**RECORDED DATA:**

★ ★ ★ ★ ★ ★ ★

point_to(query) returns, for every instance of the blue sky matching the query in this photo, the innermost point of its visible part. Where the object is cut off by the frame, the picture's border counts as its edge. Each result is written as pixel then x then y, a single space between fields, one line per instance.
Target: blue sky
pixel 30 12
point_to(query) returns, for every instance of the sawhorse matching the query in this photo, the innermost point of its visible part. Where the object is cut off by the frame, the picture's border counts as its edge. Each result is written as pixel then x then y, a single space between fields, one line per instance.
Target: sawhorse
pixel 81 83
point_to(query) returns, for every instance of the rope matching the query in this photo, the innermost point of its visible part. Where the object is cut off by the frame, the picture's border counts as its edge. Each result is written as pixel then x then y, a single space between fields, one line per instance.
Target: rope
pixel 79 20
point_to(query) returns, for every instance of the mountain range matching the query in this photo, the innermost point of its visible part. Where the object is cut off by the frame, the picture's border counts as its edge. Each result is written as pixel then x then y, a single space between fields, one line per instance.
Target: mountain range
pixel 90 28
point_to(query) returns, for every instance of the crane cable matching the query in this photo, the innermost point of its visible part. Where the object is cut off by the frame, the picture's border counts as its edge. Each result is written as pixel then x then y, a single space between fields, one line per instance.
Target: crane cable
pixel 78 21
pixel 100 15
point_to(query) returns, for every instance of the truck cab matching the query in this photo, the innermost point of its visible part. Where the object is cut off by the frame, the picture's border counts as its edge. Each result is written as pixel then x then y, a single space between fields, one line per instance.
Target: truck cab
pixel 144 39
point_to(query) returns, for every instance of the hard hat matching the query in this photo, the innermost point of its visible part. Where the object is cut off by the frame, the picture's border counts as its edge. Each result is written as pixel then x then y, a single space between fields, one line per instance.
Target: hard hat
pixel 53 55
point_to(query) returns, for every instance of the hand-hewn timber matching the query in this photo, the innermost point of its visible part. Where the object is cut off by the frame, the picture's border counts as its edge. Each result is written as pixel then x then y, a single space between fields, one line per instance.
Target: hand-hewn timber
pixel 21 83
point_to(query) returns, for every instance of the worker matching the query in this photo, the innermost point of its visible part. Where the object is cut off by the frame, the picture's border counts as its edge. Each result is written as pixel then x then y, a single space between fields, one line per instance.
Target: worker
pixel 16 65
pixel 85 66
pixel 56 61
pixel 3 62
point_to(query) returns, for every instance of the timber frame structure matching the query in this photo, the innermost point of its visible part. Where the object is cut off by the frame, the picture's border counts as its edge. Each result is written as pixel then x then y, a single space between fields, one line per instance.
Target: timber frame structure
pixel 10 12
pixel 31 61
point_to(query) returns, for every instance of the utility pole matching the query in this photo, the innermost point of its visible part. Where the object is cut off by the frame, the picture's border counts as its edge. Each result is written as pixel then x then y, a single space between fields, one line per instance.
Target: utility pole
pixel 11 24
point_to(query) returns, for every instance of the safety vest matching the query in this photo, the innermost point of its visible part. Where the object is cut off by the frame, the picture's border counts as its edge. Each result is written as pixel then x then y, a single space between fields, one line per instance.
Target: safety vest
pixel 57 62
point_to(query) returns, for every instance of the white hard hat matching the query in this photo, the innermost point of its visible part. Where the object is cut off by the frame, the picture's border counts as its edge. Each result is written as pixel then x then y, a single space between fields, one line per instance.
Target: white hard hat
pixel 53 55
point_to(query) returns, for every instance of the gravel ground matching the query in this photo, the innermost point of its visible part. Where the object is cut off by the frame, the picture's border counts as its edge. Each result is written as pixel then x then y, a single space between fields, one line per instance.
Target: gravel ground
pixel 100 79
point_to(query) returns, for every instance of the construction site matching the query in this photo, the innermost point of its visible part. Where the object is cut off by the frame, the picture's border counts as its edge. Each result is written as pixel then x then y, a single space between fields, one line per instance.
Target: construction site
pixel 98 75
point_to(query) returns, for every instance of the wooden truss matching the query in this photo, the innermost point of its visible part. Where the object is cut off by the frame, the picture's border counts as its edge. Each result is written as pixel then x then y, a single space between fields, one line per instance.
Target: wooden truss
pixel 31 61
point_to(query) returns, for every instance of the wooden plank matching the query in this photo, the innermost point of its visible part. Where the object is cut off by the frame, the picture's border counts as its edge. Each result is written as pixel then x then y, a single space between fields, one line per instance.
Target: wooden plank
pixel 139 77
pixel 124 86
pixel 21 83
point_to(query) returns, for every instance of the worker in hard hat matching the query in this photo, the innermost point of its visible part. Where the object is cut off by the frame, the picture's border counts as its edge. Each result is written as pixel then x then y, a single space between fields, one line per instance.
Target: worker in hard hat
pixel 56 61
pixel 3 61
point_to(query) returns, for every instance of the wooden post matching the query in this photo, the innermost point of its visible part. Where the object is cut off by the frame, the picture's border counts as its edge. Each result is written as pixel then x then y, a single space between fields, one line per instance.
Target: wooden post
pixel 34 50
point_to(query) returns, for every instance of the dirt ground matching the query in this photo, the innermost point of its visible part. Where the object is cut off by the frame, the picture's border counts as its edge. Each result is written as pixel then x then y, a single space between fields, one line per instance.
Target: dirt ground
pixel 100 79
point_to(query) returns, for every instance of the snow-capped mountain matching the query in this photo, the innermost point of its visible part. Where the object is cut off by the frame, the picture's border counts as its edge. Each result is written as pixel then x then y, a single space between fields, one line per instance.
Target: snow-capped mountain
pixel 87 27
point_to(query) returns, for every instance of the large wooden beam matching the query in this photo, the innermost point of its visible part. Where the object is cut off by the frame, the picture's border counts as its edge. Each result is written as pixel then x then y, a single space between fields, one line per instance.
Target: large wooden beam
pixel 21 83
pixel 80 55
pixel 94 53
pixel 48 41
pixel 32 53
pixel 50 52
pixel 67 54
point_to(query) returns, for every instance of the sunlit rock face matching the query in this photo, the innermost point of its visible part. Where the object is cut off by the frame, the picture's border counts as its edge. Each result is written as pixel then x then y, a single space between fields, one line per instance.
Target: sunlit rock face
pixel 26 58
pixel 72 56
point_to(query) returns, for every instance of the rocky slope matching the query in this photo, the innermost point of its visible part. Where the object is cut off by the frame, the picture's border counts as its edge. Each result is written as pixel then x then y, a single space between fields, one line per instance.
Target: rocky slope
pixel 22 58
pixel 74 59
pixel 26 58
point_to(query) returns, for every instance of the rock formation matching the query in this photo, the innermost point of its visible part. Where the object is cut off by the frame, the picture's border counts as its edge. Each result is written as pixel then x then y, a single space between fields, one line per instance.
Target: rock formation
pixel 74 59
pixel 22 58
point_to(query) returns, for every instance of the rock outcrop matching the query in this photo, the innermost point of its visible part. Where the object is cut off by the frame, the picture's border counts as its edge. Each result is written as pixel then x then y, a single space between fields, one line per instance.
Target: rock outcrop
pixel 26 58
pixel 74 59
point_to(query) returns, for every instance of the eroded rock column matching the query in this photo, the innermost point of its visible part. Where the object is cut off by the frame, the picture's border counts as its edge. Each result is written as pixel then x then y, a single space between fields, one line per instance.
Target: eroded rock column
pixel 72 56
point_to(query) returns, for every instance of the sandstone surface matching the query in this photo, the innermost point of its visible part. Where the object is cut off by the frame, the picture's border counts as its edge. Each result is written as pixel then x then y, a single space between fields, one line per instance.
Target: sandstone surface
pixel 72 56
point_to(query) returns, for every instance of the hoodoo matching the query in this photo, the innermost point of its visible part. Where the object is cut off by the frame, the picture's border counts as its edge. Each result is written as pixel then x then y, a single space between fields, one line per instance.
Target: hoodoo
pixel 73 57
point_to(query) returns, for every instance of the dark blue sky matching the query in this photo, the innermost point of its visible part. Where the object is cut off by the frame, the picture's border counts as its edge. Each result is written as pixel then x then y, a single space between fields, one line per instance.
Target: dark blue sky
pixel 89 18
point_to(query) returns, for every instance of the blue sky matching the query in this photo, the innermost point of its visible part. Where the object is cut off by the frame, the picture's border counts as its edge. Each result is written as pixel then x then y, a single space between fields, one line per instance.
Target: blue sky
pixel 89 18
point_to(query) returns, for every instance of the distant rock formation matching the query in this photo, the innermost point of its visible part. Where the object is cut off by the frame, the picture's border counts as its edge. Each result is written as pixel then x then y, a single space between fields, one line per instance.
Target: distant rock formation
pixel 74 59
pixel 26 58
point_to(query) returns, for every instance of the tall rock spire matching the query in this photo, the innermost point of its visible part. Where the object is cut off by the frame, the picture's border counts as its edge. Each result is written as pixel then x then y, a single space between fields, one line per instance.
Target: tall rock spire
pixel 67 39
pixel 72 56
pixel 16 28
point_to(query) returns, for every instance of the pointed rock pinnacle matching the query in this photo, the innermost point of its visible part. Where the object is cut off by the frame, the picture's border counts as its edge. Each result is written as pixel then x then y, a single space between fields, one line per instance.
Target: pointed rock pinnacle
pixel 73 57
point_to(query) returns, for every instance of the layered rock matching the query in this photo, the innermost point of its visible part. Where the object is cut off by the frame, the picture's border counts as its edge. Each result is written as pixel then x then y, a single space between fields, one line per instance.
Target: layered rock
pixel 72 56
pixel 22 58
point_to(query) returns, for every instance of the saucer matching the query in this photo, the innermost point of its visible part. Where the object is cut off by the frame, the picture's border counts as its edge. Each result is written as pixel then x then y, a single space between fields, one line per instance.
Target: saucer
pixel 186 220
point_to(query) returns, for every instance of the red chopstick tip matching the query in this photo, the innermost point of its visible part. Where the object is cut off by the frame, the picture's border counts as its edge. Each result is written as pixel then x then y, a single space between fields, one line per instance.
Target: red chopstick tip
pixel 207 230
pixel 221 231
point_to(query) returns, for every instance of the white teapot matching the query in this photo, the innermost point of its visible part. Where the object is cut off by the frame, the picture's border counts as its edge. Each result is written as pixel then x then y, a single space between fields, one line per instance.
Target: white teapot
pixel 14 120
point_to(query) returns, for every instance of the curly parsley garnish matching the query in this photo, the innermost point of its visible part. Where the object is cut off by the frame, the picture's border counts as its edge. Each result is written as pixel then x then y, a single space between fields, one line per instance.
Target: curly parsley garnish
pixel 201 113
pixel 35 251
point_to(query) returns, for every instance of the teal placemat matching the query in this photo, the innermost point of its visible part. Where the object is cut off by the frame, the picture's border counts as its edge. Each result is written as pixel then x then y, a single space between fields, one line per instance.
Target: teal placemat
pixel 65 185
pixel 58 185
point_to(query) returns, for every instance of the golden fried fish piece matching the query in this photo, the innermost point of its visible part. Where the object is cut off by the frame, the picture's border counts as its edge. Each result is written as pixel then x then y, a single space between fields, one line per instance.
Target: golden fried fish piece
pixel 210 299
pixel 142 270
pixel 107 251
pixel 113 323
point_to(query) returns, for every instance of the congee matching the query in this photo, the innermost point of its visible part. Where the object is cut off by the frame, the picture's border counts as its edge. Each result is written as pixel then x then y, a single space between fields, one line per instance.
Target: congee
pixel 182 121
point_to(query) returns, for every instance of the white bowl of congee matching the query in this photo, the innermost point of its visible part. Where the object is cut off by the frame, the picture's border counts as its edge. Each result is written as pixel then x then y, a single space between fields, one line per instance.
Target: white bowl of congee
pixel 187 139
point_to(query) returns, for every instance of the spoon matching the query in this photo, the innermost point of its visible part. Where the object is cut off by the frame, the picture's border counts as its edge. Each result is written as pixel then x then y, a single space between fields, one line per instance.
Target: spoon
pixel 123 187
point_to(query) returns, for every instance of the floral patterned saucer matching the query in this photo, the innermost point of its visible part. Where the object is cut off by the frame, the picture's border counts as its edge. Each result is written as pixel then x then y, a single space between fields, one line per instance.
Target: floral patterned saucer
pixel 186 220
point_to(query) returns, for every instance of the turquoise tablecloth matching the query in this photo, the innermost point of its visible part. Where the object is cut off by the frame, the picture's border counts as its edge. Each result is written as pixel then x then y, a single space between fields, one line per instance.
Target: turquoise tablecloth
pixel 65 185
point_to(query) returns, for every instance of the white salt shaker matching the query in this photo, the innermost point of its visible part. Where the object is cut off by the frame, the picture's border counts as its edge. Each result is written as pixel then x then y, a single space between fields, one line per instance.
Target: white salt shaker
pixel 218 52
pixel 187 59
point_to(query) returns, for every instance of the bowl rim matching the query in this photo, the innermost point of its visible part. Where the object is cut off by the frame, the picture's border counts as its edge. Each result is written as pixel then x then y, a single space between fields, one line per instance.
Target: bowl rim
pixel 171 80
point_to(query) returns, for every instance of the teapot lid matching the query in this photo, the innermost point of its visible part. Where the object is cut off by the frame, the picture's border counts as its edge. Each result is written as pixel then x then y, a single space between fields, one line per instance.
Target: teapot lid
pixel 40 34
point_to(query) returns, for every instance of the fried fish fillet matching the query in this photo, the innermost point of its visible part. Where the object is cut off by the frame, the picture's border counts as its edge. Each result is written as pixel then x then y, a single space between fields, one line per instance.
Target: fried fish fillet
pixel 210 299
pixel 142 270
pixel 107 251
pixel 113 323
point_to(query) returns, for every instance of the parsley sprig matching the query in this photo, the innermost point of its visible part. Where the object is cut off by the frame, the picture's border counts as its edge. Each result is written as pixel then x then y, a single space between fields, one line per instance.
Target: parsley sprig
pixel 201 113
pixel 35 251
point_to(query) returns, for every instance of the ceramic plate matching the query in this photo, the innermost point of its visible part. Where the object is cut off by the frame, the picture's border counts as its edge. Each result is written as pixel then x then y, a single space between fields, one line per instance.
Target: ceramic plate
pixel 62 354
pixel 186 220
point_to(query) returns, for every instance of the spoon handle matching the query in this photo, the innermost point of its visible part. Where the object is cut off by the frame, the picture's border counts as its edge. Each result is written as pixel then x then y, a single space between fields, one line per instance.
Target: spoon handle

★ ★ ★ ★ ★ ★ ★

**DIRECTIONS:** Every line from the one containing "point_to(query) returns, for every instance of the parsley" through the last line of the entries must be written out verbatim, and no other line.

**TASK SOLUTION:**
point_to(query) returns, for every instance of the parsley sprig matching the query in this photo, the innermost point of its visible part. Where the object is cut off by the frame, the picture's border counts as its edge. Each result is written as pixel then x then y, a single space between fields, one line per instance.
Target: parsley sprig
pixel 201 113
pixel 35 251
point_to(query) returns, for every instance of the ceramic plate matching the query in this photo, the innermost point of its visible part. Where the object is cut off by the frame, the picture's border counts as its edge. Each result is written as pixel then x then y, a single space between fields, one line per instance.
Target: ceramic plate
pixel 62 354
pixel 186 220
point_to(query) returns, for every instance of the spoon handle matching the query in this photo, the innermost point of its visible part. Where the object is cut off by the frame, the picture's border counts as its edge. Each result is written as pixel then x then y, a single space between fields, one line per instance.
Target: spoon handle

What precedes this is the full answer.